* _TRAVAUX_:
#1 Répondez aux questions suivantes à partir du texte présenté, une réponse par ligne marquée comme la question.
(a) Quel apôtre, selon le texte, perd tout par sa déviation et son reniement ?
(b) Selon qui la Bulle serait-elle de « droit divin » ?
(c) Quelle formule latine figure entre parenthèses après « perpétuellement inapte et incapable » ?
#2 Reproduisez sans rien changer le passage du texte présenté qui commence aux mots « Alors, OUI, c’est » et s'arrête après les mots « de mauvaise foi. ».
═══ TEXTE PRÉSENTÉ
Vous avez bien lu : pas de quartier ! Vous avez dévié de la Foi catholique ? Dommage pour vous, car les conséquences sont à vie… et l’infamie à perpétuité… Pauvre Saint Pierre, lui qui avait une si haute dignité en tant qu’Apôtre, par sa déviation et son reniement, son schisme, il perd tout et c’est irrémédiable, selon les termes de cette Bulle, si bien-sûr elle était vraiment de droit divin…
C’EST CLAIR : repentir ou pas, ça ne change rien : il suffit qu’il ait dévié de la Foi catholique (qui en jugera ???) une seule fois, AVANT son élévation, pour être définitivement et totalement exclu, d’une élévation au cardinalat ou au souverain pontificat… POINT FINAL. C’est net et sans appel…
DONC, si l’on suit cette Bulle qui serait de « droit divin » (selon certains sedevacantistes) et donc valable à toute époque, saint Pierre ne pouvait être vrai Pape, étant frappé par cette impossibilité intrinsèque et « ontologique » !!! Lui aussi avait un « obex »… étant considéré du coup comme « perpétuellement inapte et incapable » (perpetuo privati, et ad illa de cetero inhabiles, et incapaces).
Alors, OUI, c’est « totalement débile » de venir nous dire que cette Bulle est de « droit divin », la preuve du contraire est clairement établie ! à moins d’être de mauvaise foi.
══════
═══ MATÉRIEL FOURNI
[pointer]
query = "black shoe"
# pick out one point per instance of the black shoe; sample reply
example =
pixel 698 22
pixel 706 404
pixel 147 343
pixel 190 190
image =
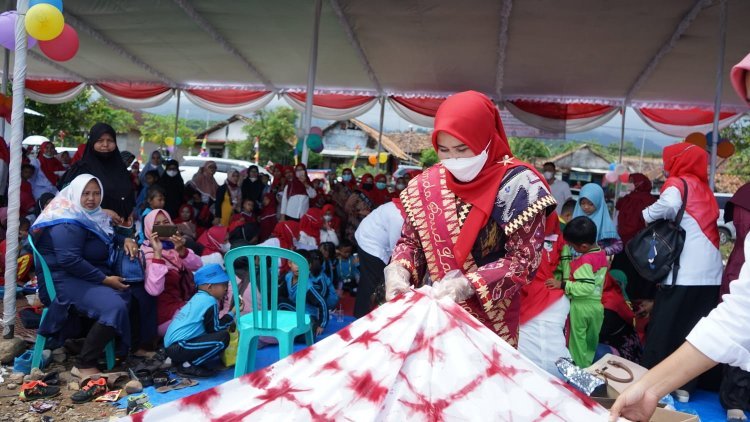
══════
* _RÉPONSES PAR TÂCHE_:
#1
(a) Saint Pierre.
(b) Selon certains sedevacantistes.
(c) perpetuo privati, et ad illa de cetero inhabiles, et incapaces

#2
Alors, OUI, c’est « totalement débile » de venir nous dire que cette Bulle est de « droit divin », la preuve du contraire est clairement établie ! à moins d’être de mauvaise foi.